START Records

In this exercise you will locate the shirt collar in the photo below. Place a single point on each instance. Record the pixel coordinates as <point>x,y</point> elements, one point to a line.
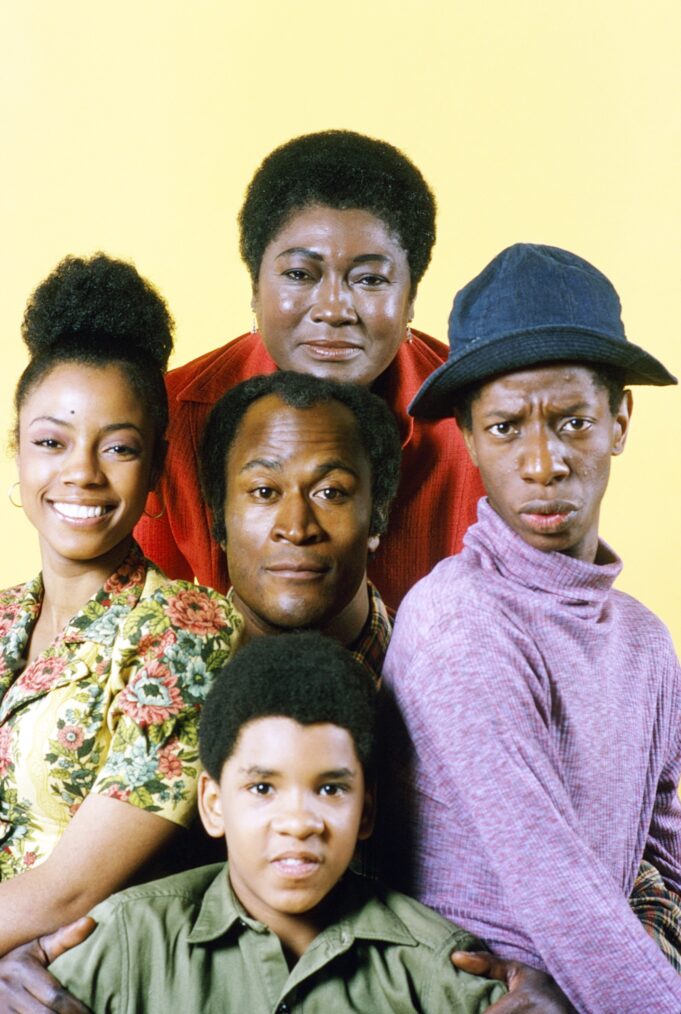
<point>370,647</point>
<point>555,573</point>
<point>362,916</point>
<point>397,384</point>
<point>220,911</point>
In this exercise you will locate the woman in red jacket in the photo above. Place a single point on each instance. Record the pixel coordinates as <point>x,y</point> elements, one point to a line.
<point>336,231</point>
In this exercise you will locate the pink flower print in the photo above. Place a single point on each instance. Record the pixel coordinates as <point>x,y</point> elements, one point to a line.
<point>169,764</point>
<point>152,644</point>
<point>5,749</point>
<point>152,696</point>
<point>71,736</point>
<point>119,793</point>
<point>43,674</point>
<point>195,611</point>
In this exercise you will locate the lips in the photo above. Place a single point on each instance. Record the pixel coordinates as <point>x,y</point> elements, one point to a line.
<point>298,569</point>
<point>332,349</point>
<point>296,865</point>
<point>548,516</point>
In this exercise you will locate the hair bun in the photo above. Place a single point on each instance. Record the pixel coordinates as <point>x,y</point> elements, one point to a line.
<point>100,306</point>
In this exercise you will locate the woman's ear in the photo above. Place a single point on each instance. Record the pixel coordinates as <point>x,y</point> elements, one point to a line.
<point>210,806</point>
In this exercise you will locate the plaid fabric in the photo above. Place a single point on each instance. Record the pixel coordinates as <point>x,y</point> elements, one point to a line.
<point>372,644</point>
<point>659,909</point>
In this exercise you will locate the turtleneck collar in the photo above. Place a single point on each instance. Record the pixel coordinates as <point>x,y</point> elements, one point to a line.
<point>554,573</point>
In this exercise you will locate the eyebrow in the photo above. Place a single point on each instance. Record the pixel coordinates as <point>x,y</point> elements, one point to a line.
<point>274,464</point>
<point>253,771</point>
<point>315,256</point>
<point>516,411</point>
<point>111,428</point>
<point>337,773</point>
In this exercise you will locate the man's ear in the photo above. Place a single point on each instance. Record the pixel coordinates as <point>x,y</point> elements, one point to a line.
<point>210,805</point>
<point>620,425</point>
<point>368,814</point>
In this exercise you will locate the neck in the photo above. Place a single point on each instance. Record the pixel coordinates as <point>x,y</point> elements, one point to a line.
<point>69,584</point>
<point>345,626</point>
<point>295,931</point>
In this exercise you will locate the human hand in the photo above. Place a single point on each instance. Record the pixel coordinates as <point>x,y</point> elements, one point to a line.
<point>530,992</point>
<point>25,985</point>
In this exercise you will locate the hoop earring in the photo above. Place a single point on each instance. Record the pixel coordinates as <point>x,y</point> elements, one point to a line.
<point>10,491</point>
<point>155,517</point>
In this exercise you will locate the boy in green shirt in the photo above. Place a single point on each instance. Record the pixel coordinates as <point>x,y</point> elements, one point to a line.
<point>288,742</point>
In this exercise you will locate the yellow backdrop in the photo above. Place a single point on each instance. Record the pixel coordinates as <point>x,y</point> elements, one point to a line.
<point>135,127</point>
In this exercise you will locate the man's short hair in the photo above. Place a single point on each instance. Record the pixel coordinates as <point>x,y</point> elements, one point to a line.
<point>376,425</point>
<point>305,676</point>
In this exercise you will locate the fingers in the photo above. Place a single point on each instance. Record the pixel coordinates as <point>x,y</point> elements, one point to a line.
<point>65,938</point>
<point>483,963</point>
<point>25,985</point>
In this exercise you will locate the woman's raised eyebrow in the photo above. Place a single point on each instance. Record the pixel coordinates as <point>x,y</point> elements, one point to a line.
<point>305,250</point>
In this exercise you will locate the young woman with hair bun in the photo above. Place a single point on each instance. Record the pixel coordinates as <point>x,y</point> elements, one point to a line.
<point>103,663</point>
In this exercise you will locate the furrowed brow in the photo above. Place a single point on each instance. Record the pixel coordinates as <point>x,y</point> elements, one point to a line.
<point>335,464</point>
<point>261,462</point>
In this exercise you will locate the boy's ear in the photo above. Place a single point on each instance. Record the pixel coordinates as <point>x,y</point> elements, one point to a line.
<point>620,428</point>
<point>368,814</point>
<point>210,806</point>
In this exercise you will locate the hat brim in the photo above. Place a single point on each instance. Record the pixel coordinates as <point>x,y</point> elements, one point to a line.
<point>521,350</point>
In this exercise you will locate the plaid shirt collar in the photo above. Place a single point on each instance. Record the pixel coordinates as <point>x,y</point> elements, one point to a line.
<point>370,647</point>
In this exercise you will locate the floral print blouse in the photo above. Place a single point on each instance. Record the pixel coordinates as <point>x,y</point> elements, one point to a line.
<point>110,707</point>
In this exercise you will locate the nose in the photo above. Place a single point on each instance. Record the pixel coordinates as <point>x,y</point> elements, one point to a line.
<point>297,817</point>
<point>296,520</point>
<point>542,456</point>
<point>333,302</point>
<point>82,467</point>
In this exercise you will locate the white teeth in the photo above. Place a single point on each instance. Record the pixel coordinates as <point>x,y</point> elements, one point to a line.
<point>78,511</point>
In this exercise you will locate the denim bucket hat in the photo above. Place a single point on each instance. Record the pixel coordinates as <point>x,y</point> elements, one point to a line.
<point>530,305</point>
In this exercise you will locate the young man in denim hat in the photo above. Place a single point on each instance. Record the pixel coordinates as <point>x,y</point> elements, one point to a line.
<point>543,706</point>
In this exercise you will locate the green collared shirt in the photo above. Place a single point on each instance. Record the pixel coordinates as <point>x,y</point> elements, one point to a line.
<point>185,944</point>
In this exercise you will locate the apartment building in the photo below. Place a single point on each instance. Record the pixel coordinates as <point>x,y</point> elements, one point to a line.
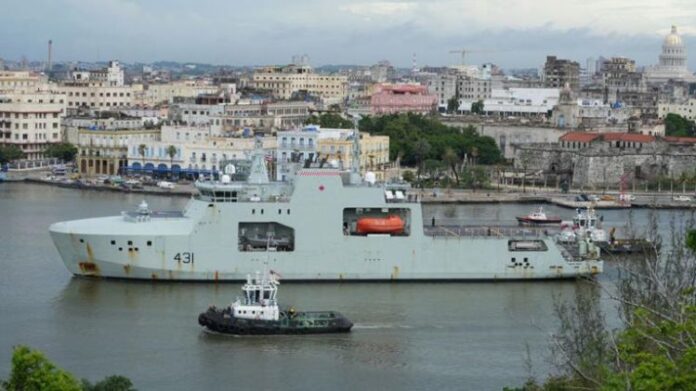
<point>31,121</point>
<point>284,81</point>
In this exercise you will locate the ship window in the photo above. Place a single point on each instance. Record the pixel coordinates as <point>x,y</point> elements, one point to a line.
<point>527,245</point>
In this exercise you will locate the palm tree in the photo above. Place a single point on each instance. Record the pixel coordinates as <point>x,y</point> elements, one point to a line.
<point>422,148</point>
<point>171,152</point>
<point>141,151</point>
<point>452,159</point>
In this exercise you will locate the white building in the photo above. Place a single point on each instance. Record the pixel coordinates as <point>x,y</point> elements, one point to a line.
<point>526,102</point>
<point>156,94</point>
<point>295,146</point>
<point>31,122</point>
<point>686,109</point>
<point>286,80</point>
<point>98,95</point>
<point>672,62</point>
<point>21,81</point>
<point>112,75</point>
<point>202,156</point>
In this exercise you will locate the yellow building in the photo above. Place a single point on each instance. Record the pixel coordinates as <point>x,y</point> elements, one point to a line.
<point>31,122</point>
<point>105,152</point>
<point>286,80</point>
<point>21,81</point>
<point>374,150</point>
<point>98,95</point>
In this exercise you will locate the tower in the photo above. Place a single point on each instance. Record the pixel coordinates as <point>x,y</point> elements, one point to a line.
<point>49,65</point>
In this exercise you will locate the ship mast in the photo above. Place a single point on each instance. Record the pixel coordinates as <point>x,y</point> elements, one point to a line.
<point>355,161</point>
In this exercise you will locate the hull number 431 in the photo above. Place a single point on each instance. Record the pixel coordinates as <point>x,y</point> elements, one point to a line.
<point>184,257</point>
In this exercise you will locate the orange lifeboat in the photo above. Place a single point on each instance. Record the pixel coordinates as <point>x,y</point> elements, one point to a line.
<point>380,225</point>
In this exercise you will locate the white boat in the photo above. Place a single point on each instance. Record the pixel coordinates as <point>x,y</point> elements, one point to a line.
<point>165,185</point>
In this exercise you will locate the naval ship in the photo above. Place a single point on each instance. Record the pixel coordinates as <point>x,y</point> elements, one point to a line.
<point>323,223</point>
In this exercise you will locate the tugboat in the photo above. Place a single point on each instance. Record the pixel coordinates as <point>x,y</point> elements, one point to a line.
<point>539,217</point>
<point>258,313</point>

END Records

Assigned task: If pictures are present, they are dropped, and the entries above are written out word for word.

Task response:
In this exercise you will locate the shirt collar in the photo below. Place a single point on each instance. Record the pixel coordinates as <point>x,y</point> elements, one point to a line.
<point>370,647</point>
<point>555,573</point>
<point>362,916</point>
<point>397,384</point>
<point>220,911</point>
In this exercise you will locate the woman in red jacket in the photo above. Place a single point on each instance. Record the pixel coordinates as <point>x,y</point> elements, one point to a line.
<point>336,231</point>
In this exercise you will locate the pink flower print in the photo above. Place a single point on each instance. Record the pixel coordinates as <point>x,y</point> elements, one point to a line.
<point>169,764</point>
<point>152,644</point>
<point>5,749</point>
<point>152,696</point>
<point>71,736</point>
<point>119,793</point>
<point>43,674</point>
<point>195,611</point>
In this exercise you will locate the lips in the photo above. Place a single point on each instance. Record the pixel coordinates as <point>x,y</point> elements, one point to a line.
<point>298,569</point>
<point>332,349</point>
<point>296,865</point>
<point>548,516</point>
In this exercise you will locate the hair bun in the photo above. Place a single point on each instance. Record the pixel coordinates as <point>x,y</point> elements, one point to a line.
<point>100,306</point>
In this exercise you will locate the woman's ear in the photo above. Place a single point on each instance. Record the pixel coordinates as <point>x,y</point> elements, one point to a line.
<point>210,806</point>
In this exercise you will locate the plaid fabric in the photo above. Place a single point on each instance. Record the pixel coordinates as <point>x,y</point> elements, one point to a line.
<point>372,644</point>
<point>659,909</point>
In this exercise you will locate the turtleneck collar in the photo above. Place a single point on each instance. Record the pixel coordinates as <point>x,y</point> elements, one point to a line.
<point>554,573</point>
In this exercise you will locate the eyebrow in the photo above. Place a single point on each instance. Record the pixel coordinates as <point>x,y</point> elements, one point to a line.
<point>274,464</point>
<point>253,771</point>
<point>315,256</point>
<point>516,411</point>
<point>111,428</point>
<point>337,773</point>
In this exercise you will locate the man's ear in the photo above. Place a single point on each instance. Record the pixel coordinates as <point>x,y</point> elements, one point to a line.
<point>210,805</point>
<point>620,425</point>
<point>368,814</point>
In this exercise you will locate the neck in the photo above. Place a single point on each instance. Record the pixel coordinates as <point>x,y</point> elements, one point to a line.
<point>69,584</point>
<point>345,626</point>
<point>295,931</point>
In this exercise you will locate the human hand in the photo above. Place a single point on each instance. Record the pixel coordinates as <point>x,y</point> elements, one point to a line.
<point>530,992</point>
<point>25,985</point>
In this exercise you will locate the hoop earring in the photo above. Place a single point on each instance. Record the pixel coordinates as <point>x,y</point> elements, one point to a line.
<point>10,491</point>
<point>155,517</point>
In this exercise you will locate the boy in green shirt in the photo above. Place a single point on each instance. Record the pixel coordinates as <point>x,y</point> elements, one point to a line.
<point>288,742</point>
In this exercise you will locate the yellow backdrop in the photo above. Place a single point on each instance. Record the pixel coordinates as <point>x,y</point> elements, one point to a line.
<point>135,127</point>
In this exercise you will locate the man's short hair in the photo above. Place a single point on each instance. Record the pixel coordinates as <point>x,y</point> elements, one point to a line.
<point>376,425</point>
<point>305,676</point>
In this exercise you will locate the fingers in the photo above. Place a single point on each instance. Record the pixel coordinates as <point>x,y</point> elements, one point to a line.
<point>65,938</point>
<point>483,963</point>
<point>25,985</point>
In this exercise you will locate the woman's raised eyebrow in the photo above. Place a single point on each instance. Record the pixel coordinates as <point>x,y</point> elements, one point to a line.
<point>305,250</point>
In this exercise you will locate the young woman with hair bun in the photo above. Place a single point on each instance. Record the pixel coordinates as <point>x,y</point> elements, one point to a line.
<point>103,663</point>
In this exercise you will locate the furrowed brow in the photo above. Place a single point on each instance. Record the pixel coordinates as <point>x,y</point> elements, one point to a line.
<point>335,464</point>
<point>261,462</point>
In this exercise you will locate the boy's ear in the photo above. Place a single point on each instance. Record the pixel coordinates as <point>x,y</point> elements, one point to a line.
<point>620,428</point>
<point>368,814</point>
<point>210,806</point>
In this exercise you will locate the hat brim in the photo above. Place a single point on each instance. Record the pixel coordinates as <point>x,y</point> elements, one point to a line.
<point>521,350</point>
In this exercise you will locate the plaid shirt collar in the photo above. Place a single point on each instance. Record the pixel coordinates as <point>x,y</point> elements, one point to a line.
<point>370,647</point>
In this exercise you will locate the floral print blouse in the photo above. Place a single point on each instance. Record the pixel coordinates as <point>x,y</point> elements, one point to a line.
<point>110,707</point>
In this exercise you will locate the nose in the photo above. Place a single point on each instance. Record the pixel coordinates as <point>x,y</point> elements, one point to a line.
<point>297,817</point>
<point>296,520</point>
<point>542,456</point>
<point>333,302</point>
<point>82,467</point>
In this exercise you will locate the white teeth in the photo above. Place a single point on each instance. Record the pixel coordinates as <point>x,y</point> elements, one point to a line.
<point>78,511</point>
In this exercise you will locate the denim bucket hat in the photo above. Place a single point on each instance. Record the pixel coordinates as <point>x,y</point> elements, one point to a line.
<point>530,305</point>
In this exercise you will locate the young man in denim hat in the photo above. Place a single point on each instance. Record the pixel coordinates as <point>x,y</point> elements, one point to a line.
<point>543,706</point>
In this exercise you will locate the green collared shirt in the photo above. Place a single point on each instance. Record the pixel coordinates as <point>x,y</point> elements, one point to a line.
<point>185,944</point>
In this exercise you will locate the apartment building in the photo below. Place a single point on each instance. Record the pixel coordinates as <point>x,y</point> elements, one point to a line.
<point>31,121</point>
<point>284,81</point>
In this exercise you will locate the ship window in the photo above. Place a single point on each instance. Record the pixel coordinates as <point>x,y</point> elements, one point to a line.
<point>527,245</point>
In this exercise you will locate the palm tree in the photo above. Place a single point on each instance. Record the pixel coordinates as <point>x,y</point> elements, one point to a line.
<point>422,148</point>
<point>171,152</point>
<point>141,151</point>
<point>452,159</point>
In this exercise you will locate the white building in the photo above. Place a single point on each instance. Record the pixel coordinates as <point>x,y</point> elements, one point to a line.
<point>526,102</point>
<point>156,94</point>
<point>295,146</point>
<point>31,122</point>
<point>686,109</point>
<point>286,80</point>
<point>98,95</point>
<point>672,62</point>
<point>21,81</point>
<point>112,75</point>
<point>202,156</point>
In this exercise you will locate the yellow building in the photo above. Place a single point on each instance. Record the pixel coordinates as <point>x,y</point> elements, one point to a line.
<point>31,122</point>
<point>105,152</point>
<point>286,80</point>
<point>21,81</point>
<point>374,150</point>
<point>98,95</point>
In this exercise you will locate the tower in the photo above. Place a single point on each instance. Record the pixel coordinates as <point>x,y</point> elements, one point to a line.
<point>49,65</point>
In this exercise you will locate the ship mast in the photo above. Place a single point on each instance. Record the pixel coordinates as <point>x,y</point> elements, one point to a line.
<point>355,161</point>
In this exercise you will locate the hull number 431 in the photo above. Place a single point on each instance. Record the pixel coordinates as <point>x,y</point> elements, one point to a line.
<point>184,257</point>
In this exercise you will locate the orange lifeboat in the photo above. Place a single point on each instance. Record the pixel coordinates as <point>x,y</point> elements, one point to a line.
<point>380,225</point>
In this exercise you will locate the white boat in the photo above. Place a single point on each instance. Record the pixel coordinates as <point>x,y</point> elements, one point to a line.
<point>165,185</point>
In this exercise you will locate the naval ship in the photo above. Place a single point on each instance. Record the pixel coordinates as <point>x,y</point> elements, one point to a line.
<point>323,223</point>
In this exercise you will locate the tugboat in the photo above. Place a single point on each instance. Record the pixel coordinates as <point>x,y</point> elements, one point to a line.
<point>539,217</point>
<point>258,313</point>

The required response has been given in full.